WRITTEN PROBLEM:
Exactly the lines from the one containing "Can you see the rocky slope" through the end of the data below are to be reproduced, and nothing besides them.

GIVEN DATA:

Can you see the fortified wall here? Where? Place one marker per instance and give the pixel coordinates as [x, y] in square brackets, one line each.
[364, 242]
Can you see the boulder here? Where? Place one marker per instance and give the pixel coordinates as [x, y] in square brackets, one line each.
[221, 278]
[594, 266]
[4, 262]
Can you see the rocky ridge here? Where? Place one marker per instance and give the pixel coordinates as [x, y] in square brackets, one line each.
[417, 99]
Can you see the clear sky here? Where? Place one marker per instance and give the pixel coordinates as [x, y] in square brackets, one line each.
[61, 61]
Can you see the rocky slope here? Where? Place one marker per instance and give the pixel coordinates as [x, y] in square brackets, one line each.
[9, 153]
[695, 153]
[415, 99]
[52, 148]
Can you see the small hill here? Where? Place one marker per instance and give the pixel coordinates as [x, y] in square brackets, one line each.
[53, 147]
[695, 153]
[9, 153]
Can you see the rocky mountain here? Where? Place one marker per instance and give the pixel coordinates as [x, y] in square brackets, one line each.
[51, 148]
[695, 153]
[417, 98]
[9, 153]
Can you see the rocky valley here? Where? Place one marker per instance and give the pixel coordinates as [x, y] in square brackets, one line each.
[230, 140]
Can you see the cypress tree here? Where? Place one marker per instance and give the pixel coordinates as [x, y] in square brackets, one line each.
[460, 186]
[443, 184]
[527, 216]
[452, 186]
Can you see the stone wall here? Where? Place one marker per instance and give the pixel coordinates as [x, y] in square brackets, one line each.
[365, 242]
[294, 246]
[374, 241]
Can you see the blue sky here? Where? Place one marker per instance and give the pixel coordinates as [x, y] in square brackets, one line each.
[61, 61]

TASK RESPONSE:
Can you see the rocky slope here? Where? Place one marker per instance and give the pixel coordinates as [x, y] in square brackets, one line each.
[9, 153]
[695, 153]
[415, 99]
[52, 148]
Can you see the small hill here? Where? Place one marker per instance and give the pixel coordinates as [x, y] in square brackets, one line each.
[53, 147]
[695, 153]
[9, 153]
Can you see the rocky mountain here? Where? Place one marker per instance and give the pixel coordinates as [x, y] in square brackets, one line each.
[51, 148]
[695, 153]
[417, 98]
[9, 153]
Can you see the rocky valley here? Where? Place one marker per instance and give the pixel coordinates as [x, y] in square brackets, one line each.
[230, 140]
Can you see the cypress tree here? Where? Place one marker per instance and give the pixel coordinates as [x, y] in square brackets, one line each.
[460, 186]
[443, 184]
[527, 216]
[452, 186]
Can you see the stone wall here? Where? Place one marker per instance and give the pixel coordinates as [x, y] in square brackets, one line each.
[365, 242]
[294, 246]
[374, 241]
Can you see the blue sky here? Where? Place one marker per instance and give the pixel coordinates as [x, y] in square brackets, one line each.
[61, 61]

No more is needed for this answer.